__WHAT IS REQUIRED__:
Copy out each line of the data below in which the string "stucco" appears.
*** Opening DATASET CONTENT ***
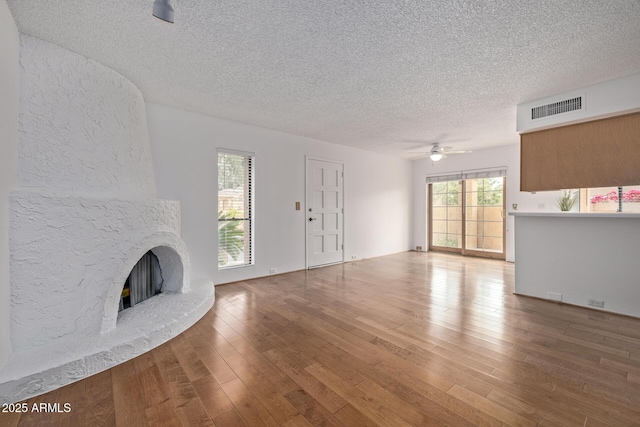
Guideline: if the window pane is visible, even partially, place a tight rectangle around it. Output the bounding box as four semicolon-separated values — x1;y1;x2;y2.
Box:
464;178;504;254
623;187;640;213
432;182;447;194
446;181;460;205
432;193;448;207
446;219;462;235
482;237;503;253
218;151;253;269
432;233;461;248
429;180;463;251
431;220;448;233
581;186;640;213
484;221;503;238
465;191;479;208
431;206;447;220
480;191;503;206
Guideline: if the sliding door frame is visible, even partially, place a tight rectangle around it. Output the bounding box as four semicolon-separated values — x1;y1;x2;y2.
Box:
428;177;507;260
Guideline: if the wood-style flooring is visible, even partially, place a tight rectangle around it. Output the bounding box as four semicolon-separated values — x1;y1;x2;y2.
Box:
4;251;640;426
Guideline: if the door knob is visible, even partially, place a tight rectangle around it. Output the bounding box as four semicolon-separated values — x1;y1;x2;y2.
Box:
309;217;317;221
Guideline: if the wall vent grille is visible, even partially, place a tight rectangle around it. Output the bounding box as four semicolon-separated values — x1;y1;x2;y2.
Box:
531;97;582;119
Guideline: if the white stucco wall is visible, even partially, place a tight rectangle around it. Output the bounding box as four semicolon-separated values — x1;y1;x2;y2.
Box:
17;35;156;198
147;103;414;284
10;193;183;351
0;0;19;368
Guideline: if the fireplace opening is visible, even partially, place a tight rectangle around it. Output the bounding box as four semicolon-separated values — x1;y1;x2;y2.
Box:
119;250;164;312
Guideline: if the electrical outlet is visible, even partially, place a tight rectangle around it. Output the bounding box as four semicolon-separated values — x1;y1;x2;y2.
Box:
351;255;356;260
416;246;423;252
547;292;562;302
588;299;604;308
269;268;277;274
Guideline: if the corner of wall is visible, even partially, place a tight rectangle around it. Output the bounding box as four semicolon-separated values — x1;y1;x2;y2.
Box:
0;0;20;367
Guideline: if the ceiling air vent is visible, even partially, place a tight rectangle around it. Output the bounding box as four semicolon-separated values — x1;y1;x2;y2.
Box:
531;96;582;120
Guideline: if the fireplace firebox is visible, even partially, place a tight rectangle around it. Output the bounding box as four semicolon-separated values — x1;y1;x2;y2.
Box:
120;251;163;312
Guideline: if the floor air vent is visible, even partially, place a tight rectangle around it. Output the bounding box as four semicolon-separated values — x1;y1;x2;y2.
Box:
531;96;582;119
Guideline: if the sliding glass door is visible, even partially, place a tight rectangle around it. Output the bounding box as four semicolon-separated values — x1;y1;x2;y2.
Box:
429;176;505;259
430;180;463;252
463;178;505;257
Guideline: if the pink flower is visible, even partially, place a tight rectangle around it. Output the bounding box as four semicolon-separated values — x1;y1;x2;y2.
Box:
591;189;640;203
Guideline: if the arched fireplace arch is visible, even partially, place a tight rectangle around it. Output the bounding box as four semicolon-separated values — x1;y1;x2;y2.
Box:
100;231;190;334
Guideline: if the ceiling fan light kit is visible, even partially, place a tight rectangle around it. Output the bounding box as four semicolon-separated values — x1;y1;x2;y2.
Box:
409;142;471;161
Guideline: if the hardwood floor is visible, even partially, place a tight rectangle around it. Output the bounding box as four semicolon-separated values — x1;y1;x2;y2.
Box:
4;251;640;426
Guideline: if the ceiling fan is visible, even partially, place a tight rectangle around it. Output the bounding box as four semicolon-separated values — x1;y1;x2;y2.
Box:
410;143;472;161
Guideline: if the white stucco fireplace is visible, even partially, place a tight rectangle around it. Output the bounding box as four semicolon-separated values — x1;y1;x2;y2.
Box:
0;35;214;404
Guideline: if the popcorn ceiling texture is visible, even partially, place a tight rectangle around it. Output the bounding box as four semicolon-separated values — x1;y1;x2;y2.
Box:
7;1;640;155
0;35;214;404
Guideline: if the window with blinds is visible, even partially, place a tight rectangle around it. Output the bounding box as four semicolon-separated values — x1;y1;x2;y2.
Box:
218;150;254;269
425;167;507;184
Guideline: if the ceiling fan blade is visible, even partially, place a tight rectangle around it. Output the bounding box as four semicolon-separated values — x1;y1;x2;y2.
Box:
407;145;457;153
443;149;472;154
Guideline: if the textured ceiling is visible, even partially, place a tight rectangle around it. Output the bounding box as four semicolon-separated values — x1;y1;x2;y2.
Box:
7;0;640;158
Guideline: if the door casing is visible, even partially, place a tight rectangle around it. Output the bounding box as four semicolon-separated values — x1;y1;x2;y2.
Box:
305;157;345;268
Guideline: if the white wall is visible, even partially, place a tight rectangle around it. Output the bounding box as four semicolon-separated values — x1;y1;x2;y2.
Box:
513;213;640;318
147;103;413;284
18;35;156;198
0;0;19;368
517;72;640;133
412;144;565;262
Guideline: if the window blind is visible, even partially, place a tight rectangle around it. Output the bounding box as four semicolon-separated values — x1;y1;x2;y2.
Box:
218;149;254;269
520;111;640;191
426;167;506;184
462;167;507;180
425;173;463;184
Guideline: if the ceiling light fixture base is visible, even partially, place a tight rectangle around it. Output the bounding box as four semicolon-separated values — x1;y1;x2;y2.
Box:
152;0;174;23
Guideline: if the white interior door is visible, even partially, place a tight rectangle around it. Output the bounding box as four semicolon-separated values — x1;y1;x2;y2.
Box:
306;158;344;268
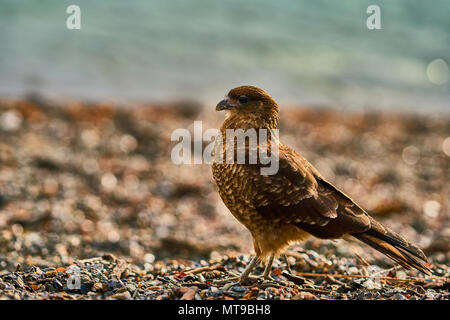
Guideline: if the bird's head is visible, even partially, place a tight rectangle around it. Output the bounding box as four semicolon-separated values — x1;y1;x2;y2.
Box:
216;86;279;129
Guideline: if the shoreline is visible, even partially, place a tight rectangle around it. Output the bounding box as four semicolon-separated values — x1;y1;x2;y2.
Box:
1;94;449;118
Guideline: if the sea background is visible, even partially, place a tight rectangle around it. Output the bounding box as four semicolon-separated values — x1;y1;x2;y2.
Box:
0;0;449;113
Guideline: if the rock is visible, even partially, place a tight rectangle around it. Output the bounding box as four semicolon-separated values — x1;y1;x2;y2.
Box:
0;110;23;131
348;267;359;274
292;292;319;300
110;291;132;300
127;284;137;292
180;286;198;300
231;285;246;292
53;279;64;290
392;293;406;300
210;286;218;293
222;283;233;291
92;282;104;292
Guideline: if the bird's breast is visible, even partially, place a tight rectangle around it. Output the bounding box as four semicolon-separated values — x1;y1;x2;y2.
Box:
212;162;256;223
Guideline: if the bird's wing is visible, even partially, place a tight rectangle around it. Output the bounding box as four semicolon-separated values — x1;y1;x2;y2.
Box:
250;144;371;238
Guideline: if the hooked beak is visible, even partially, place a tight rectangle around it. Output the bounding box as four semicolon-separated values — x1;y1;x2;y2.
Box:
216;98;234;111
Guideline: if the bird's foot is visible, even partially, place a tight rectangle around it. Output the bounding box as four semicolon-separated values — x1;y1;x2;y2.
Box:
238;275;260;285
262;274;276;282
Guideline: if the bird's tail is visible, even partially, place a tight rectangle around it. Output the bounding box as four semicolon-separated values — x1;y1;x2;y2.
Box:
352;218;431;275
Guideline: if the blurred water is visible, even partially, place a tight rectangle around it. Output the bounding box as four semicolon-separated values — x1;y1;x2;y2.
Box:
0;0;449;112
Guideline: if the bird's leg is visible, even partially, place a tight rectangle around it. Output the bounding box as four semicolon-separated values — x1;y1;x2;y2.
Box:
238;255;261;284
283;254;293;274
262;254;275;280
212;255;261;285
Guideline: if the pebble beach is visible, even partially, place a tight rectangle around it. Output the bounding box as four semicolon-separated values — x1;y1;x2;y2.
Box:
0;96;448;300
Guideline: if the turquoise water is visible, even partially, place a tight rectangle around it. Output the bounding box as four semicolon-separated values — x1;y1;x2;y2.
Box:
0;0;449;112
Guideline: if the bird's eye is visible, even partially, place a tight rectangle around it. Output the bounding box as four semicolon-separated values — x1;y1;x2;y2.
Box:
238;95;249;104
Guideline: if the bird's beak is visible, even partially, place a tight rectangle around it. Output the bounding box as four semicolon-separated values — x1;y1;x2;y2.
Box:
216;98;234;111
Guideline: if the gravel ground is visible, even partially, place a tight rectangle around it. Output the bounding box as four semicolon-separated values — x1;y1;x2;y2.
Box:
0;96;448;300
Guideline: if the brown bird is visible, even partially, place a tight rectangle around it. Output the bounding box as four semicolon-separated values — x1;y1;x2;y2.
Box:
*** Closing DATASET CONTENT ***
__EXPECTED ANSWER__:
Guideline: if the white stucco wall is visible, even partially, place a tight rectangle around it. Output the bounding box as four semicolon-separated values — x1;y1;x2;y2.
Guideline: if the white stucco fireplace is visible, even partially, place a tight rectangle around it. Output the bounding box as four semicolon-separated values — x1;y1;x2;y2.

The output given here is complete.